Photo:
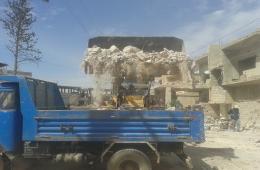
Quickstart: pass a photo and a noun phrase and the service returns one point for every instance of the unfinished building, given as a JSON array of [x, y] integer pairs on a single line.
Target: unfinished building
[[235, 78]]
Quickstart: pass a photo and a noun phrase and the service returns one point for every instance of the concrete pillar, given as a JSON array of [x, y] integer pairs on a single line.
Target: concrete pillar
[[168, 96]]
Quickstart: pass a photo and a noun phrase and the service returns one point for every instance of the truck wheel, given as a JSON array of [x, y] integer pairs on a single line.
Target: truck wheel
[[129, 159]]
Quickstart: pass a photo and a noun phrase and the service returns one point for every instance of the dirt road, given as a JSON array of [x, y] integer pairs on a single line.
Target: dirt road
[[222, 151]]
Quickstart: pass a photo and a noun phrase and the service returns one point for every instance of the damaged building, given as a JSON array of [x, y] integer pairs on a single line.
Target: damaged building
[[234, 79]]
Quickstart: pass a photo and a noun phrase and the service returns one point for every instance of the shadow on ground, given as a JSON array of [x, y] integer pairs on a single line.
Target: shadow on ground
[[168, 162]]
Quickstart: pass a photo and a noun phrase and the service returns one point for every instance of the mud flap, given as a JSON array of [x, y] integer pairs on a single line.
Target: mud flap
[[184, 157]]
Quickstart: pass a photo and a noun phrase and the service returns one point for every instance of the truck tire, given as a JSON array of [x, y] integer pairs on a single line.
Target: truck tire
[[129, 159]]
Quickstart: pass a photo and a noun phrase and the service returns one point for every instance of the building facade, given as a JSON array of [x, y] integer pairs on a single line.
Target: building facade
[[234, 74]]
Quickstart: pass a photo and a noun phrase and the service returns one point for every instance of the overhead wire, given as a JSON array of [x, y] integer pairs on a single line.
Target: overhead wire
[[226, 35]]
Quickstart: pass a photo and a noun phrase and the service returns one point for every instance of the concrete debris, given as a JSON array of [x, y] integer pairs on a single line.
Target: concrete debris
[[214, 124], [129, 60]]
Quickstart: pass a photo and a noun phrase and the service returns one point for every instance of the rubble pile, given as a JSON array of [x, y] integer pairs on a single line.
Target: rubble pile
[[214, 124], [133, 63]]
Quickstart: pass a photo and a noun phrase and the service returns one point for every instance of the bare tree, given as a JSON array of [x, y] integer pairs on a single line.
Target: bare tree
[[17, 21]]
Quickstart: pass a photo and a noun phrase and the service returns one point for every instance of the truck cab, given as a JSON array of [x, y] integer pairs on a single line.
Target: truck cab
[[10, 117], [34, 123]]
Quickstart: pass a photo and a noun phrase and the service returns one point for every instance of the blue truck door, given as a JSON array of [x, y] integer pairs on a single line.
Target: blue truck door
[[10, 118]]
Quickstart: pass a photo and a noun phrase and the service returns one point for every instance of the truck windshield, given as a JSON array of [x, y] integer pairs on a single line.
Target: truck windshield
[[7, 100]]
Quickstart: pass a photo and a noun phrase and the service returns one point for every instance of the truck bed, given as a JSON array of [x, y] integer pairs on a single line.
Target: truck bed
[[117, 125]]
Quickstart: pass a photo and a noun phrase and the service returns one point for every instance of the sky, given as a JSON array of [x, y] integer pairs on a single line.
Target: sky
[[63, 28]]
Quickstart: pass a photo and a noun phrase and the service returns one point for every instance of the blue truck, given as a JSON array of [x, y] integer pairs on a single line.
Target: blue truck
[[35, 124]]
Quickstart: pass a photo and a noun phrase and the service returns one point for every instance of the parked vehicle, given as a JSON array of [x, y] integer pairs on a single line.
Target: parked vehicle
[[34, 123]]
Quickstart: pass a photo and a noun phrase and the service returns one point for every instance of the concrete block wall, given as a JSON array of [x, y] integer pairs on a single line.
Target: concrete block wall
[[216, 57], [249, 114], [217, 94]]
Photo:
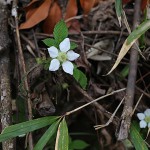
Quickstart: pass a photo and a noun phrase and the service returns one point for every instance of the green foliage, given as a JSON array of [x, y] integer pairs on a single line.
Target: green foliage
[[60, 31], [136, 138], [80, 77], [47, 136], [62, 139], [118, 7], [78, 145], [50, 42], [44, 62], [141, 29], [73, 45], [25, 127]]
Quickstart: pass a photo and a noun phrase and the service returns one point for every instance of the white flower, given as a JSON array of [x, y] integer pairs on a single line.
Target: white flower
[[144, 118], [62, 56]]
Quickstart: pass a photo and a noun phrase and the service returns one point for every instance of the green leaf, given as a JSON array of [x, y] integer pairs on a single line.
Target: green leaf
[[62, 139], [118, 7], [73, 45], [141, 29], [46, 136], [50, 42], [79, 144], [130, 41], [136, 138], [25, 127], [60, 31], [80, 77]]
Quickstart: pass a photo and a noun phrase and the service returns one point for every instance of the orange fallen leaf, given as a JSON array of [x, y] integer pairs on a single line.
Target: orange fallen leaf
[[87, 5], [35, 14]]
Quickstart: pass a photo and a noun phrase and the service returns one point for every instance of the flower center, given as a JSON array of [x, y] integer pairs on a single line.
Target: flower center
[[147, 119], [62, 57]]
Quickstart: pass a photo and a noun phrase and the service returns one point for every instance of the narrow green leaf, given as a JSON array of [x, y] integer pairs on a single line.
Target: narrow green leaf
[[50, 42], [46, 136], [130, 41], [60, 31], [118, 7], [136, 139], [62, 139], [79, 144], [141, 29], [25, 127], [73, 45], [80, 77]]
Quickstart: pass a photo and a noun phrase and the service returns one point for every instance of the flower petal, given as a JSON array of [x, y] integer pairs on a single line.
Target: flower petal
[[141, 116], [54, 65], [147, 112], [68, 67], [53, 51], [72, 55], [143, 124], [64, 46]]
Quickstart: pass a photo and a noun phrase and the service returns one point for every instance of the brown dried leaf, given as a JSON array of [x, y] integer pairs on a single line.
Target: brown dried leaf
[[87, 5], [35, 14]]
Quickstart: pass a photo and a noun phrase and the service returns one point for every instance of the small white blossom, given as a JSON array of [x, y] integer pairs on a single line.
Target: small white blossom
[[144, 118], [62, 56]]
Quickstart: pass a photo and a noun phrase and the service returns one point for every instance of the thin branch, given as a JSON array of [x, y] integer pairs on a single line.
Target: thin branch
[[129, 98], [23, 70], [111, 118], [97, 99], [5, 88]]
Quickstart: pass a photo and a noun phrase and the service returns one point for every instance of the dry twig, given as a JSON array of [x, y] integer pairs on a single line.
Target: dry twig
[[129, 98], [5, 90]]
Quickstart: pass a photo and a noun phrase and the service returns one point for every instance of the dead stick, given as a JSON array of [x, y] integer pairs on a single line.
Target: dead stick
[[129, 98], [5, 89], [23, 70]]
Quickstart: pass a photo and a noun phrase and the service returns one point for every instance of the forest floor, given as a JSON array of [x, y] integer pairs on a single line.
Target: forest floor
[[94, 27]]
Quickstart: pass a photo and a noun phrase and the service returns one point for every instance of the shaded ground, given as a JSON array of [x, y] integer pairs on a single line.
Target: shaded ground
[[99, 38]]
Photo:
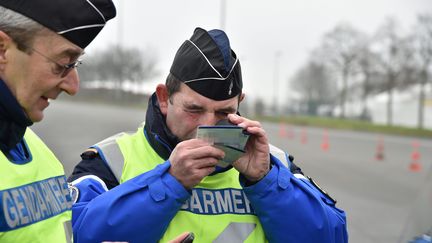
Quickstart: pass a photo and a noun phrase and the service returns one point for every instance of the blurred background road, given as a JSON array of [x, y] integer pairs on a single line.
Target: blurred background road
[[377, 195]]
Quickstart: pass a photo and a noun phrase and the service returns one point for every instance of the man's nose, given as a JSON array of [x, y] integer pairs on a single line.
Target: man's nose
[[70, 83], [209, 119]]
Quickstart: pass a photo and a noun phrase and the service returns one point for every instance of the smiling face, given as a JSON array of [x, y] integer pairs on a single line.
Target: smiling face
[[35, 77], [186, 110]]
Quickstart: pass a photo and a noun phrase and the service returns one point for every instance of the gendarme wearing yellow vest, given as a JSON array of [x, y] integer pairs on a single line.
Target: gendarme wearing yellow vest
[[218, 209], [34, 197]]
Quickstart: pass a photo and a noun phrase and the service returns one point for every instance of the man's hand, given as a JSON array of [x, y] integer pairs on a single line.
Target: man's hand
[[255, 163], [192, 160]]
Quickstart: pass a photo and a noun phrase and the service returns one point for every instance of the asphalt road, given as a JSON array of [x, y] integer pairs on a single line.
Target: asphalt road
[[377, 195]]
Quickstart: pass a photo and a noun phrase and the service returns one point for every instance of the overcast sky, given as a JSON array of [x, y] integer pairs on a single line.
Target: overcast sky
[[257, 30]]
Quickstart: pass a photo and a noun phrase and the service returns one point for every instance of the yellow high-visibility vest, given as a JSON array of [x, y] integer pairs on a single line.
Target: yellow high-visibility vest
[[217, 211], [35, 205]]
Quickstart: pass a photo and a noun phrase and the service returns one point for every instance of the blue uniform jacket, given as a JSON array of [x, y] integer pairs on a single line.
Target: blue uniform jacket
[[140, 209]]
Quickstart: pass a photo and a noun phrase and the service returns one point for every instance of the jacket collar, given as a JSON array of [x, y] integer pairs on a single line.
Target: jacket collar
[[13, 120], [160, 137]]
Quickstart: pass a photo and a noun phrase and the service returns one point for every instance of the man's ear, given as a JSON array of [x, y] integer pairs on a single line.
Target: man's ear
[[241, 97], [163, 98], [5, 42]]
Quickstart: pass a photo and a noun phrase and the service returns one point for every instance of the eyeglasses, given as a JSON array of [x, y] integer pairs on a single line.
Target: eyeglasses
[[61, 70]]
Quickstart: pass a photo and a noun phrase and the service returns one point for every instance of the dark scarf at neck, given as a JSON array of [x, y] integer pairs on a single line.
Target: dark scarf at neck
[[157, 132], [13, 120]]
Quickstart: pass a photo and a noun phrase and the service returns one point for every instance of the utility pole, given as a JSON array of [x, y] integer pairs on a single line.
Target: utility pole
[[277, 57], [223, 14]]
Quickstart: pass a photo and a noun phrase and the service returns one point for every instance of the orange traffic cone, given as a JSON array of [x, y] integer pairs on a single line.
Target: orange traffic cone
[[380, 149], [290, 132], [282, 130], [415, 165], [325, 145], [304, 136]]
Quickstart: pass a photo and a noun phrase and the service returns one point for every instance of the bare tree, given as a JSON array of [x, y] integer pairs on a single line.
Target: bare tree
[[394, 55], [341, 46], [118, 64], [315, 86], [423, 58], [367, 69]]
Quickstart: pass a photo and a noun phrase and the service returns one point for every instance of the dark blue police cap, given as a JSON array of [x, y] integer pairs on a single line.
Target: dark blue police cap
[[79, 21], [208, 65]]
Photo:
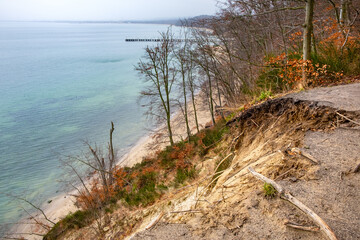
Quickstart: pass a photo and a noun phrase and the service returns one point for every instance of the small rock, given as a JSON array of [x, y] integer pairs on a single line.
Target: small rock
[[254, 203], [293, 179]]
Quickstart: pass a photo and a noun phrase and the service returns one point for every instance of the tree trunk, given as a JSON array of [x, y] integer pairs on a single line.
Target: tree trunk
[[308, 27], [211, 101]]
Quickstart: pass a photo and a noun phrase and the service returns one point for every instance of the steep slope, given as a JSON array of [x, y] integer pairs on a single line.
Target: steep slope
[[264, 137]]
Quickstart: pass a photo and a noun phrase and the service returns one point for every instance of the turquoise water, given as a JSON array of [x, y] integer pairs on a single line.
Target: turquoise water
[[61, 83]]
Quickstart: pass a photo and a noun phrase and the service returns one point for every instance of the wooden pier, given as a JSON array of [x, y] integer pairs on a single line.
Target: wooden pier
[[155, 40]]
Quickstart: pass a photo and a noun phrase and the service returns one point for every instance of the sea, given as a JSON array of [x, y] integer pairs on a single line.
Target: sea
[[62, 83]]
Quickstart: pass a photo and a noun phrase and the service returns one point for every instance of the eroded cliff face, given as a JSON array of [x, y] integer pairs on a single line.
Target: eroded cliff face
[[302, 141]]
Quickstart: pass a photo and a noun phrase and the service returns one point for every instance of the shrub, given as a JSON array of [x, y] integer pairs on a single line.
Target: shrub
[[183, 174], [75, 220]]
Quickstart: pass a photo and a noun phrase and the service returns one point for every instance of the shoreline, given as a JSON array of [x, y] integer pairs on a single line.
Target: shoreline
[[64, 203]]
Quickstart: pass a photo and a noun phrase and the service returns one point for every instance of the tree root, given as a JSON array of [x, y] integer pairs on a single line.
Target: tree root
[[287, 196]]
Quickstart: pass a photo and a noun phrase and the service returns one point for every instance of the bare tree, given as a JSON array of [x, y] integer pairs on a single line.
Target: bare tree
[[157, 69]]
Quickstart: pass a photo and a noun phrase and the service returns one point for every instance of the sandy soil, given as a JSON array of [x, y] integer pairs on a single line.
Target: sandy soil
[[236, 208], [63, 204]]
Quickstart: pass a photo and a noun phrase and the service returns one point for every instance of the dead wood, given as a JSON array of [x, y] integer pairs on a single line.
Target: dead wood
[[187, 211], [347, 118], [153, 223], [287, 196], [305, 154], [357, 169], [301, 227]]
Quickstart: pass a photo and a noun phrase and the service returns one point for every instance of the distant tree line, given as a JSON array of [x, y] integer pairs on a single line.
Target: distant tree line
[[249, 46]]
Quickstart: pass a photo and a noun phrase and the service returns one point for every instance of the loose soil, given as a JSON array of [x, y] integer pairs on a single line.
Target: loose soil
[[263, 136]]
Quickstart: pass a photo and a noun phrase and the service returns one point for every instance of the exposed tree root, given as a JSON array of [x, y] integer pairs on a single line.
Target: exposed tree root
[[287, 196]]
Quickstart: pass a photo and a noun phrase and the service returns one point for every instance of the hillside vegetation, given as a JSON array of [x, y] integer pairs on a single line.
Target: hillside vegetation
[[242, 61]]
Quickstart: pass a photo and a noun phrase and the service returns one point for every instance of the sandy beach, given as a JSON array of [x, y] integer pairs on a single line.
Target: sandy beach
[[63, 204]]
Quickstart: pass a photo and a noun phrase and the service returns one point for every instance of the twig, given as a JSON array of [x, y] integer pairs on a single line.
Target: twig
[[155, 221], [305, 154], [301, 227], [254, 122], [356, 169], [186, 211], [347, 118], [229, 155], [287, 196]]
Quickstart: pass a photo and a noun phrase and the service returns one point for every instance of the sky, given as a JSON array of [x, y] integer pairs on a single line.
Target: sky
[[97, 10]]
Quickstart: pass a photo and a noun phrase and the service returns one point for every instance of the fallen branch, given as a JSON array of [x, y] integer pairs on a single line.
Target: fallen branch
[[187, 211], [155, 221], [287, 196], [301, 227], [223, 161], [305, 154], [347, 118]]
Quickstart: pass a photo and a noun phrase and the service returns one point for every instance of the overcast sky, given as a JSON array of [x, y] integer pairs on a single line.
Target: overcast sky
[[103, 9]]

TASK GOAL: Return, word for word, the lines of the data above from the line with "the shrub, given" through the line with "of the hillside", inclusive.

SOLUTION FOR THIS PROBLEM:
Quickstart: pass a photo and a noun phrase and the service returns one point for every instance of the shrub, given as a JSON array of [x, y] integer pairs on a single line.
Target: shrub
[[183, 174], [75, 220]]
Quickstart: pass a photo and a noun phrase and the service returns one point for every instance of the shoreline, given as a JSON array of [x, y] integer pairs on a single line.
Target: shoreline
[[64, 203]]
Quickstart: pass a photo and a noun phrase and the service returns one point for every instance of the tree root, given as a JSON array of [x, y] integer pairs on a single line.
Target: tree root
[[287, 196]]
Quickstart: pass a photo and a noun phrase and the service returns one point for every instance of the bare tree, given as a JSON array of [x, y] integer pairs on a single line.
Target: bare tree
[[157, 69]]
Quickstart: pass a photo and a noun phrase and the service returns one point for every instance of the sandy soil, given as a JSON array of [x, y] integer pairs on a single line.
Target: sandy soil
[[236, 208], [63, 204]]
Quickstart: pass a photo and a noun phrase and the service returns one point for every instance of the dead wood, given as a JSON array of [x, y] integer pairs on a single line.
Target: dead wood
[[187, 211], [347, 118], [153, 223], [287, 196], [305, 154], [357, 169], [301, 227]]
Quickstart: pass a photo and a noun phrase and the service returns one point for every instance of the distant tree line, given as a JSON array of [x, y] integer pairs on a single line.
Target: distant tree line
[[249, 46]]
Quickstart: pass a photo and a noun phrase and the service returns one point for every instance of the loose soil, given as a JSON array of [x, y] integer pairs on a single line.
Target: loose soil
[[263, 136]]
Quickstart: pass a photo and a noun phrase and the service returns one point for every instance of the exposed tree root, given as a JSON array of [x, y] integer pairs on a single line.
Target: exposed tree root
[[287, 196]]
Quickstart: pass a photo and a noun phrase and the service returns one point for every instance of the hillside vegetation, given as a JSON array of [x, y] integer pairs on a single line.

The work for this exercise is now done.